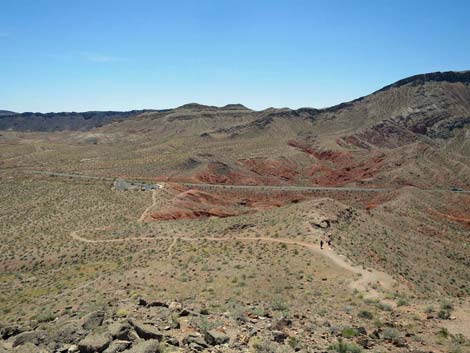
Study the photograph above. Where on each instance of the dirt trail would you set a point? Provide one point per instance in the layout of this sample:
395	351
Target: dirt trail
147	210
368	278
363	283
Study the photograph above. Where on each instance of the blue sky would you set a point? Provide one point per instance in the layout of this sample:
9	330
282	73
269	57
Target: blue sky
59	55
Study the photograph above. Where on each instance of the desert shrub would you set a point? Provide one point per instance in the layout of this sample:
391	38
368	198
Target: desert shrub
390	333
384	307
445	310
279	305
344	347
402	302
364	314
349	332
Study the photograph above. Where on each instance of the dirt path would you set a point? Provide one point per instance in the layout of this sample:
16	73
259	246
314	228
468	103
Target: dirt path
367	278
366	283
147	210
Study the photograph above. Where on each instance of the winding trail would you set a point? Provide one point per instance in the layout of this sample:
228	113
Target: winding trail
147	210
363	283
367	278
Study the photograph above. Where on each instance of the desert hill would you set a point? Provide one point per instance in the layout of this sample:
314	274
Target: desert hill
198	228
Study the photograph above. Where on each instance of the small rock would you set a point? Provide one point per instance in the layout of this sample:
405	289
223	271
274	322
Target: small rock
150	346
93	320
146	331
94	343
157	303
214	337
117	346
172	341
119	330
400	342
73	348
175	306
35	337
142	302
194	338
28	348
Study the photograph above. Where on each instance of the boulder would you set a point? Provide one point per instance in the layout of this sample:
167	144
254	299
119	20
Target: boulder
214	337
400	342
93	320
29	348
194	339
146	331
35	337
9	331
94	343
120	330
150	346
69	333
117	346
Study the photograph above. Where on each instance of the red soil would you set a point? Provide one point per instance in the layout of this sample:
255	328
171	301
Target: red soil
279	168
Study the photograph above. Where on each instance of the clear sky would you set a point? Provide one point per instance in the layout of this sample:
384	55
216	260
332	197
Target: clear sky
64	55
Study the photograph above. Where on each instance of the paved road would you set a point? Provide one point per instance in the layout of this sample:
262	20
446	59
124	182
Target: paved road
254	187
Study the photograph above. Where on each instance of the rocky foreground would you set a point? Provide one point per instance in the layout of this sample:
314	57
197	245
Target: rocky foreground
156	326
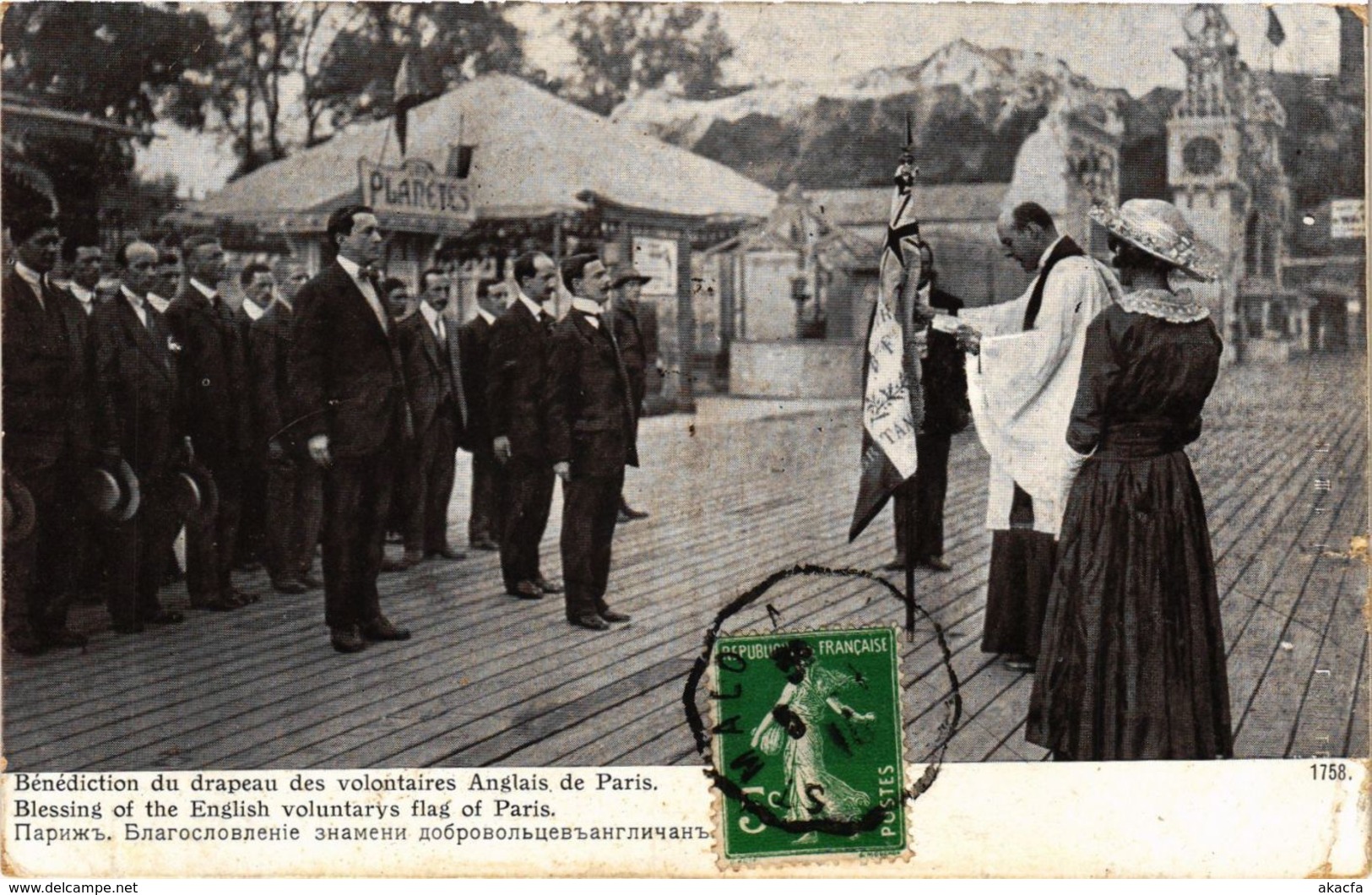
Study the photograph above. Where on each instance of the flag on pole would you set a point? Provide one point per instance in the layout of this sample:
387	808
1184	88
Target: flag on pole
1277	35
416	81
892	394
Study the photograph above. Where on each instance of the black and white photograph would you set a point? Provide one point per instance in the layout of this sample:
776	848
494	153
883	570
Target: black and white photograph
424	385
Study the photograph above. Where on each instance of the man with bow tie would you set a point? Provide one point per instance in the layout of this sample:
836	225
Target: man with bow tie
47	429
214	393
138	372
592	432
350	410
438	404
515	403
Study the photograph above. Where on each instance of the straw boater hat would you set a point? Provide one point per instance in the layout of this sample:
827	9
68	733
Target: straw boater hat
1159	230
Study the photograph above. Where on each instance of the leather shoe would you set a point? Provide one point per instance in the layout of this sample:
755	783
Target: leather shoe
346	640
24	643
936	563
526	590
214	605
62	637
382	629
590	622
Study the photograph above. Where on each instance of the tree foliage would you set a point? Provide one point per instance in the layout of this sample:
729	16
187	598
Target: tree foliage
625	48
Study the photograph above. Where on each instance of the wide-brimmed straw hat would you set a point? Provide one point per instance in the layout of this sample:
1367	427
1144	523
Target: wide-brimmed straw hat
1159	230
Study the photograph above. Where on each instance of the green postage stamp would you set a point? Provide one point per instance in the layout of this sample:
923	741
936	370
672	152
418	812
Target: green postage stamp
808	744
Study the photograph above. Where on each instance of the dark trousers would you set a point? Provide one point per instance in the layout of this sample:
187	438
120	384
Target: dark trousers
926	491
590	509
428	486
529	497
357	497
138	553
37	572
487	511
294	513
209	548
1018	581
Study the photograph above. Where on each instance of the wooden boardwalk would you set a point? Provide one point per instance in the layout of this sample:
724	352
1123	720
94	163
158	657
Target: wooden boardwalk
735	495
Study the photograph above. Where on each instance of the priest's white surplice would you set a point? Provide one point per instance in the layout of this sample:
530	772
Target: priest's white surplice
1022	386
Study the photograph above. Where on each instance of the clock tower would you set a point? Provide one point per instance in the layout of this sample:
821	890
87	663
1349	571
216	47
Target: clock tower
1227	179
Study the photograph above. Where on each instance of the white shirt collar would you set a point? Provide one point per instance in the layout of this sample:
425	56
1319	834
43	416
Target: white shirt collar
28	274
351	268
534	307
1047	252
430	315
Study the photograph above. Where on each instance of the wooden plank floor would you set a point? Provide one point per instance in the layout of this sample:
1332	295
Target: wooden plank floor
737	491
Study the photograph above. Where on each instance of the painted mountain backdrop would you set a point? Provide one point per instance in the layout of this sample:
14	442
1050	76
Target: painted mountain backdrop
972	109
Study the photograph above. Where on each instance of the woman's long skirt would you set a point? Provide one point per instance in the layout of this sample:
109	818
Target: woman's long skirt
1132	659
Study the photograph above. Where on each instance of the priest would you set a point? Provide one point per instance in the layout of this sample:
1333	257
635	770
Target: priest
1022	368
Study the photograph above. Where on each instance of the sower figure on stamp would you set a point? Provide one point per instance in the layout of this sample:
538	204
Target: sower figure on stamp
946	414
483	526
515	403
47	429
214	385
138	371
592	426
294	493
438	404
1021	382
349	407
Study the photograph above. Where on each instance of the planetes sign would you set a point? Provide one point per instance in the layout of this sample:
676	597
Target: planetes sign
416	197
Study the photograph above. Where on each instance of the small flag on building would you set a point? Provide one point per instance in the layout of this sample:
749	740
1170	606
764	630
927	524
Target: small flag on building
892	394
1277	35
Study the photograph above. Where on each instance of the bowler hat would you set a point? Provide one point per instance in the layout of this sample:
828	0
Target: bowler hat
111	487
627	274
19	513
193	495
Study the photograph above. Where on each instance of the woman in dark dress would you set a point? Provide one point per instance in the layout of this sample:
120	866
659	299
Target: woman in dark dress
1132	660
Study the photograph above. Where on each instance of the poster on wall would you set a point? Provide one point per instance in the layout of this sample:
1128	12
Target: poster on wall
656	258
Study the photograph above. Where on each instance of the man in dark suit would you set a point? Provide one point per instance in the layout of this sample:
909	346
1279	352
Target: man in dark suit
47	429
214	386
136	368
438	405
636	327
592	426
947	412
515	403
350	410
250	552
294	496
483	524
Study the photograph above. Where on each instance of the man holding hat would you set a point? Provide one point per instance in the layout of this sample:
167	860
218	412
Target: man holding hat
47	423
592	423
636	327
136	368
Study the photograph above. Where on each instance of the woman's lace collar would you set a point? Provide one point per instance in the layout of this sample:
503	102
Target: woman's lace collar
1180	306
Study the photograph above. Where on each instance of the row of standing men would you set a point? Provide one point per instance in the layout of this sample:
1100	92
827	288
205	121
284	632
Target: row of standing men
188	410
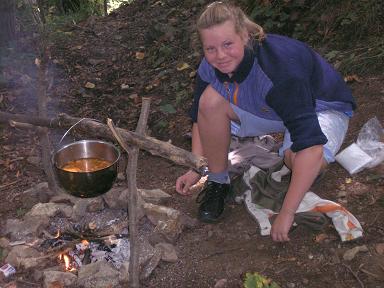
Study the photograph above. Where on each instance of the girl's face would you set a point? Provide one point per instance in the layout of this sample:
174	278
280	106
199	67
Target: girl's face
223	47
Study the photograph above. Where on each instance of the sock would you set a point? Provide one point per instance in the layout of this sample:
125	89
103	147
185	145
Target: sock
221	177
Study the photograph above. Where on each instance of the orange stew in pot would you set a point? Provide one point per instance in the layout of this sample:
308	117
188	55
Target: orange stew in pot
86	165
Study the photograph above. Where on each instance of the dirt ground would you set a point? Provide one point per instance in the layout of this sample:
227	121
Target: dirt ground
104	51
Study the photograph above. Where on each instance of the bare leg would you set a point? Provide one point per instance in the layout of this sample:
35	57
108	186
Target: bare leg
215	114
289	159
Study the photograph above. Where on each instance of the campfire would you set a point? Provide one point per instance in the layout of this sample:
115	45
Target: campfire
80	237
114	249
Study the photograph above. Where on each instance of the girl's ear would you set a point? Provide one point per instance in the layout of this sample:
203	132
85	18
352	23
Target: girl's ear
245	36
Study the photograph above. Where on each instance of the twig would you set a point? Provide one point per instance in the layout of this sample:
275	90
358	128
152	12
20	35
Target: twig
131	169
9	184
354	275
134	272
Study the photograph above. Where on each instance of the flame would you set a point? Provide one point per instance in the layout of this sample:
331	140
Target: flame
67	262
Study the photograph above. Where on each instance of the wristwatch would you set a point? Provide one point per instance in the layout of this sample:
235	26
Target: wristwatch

_____

## Work task
Copy out, from the listing above, every line that contains the string "wristwatch".

## Result of the exercise
Study the photograph above. Where on each instance of the wristwatch would you set a point? Provide one point per instance in the layout of this sample:
Target: wristwatch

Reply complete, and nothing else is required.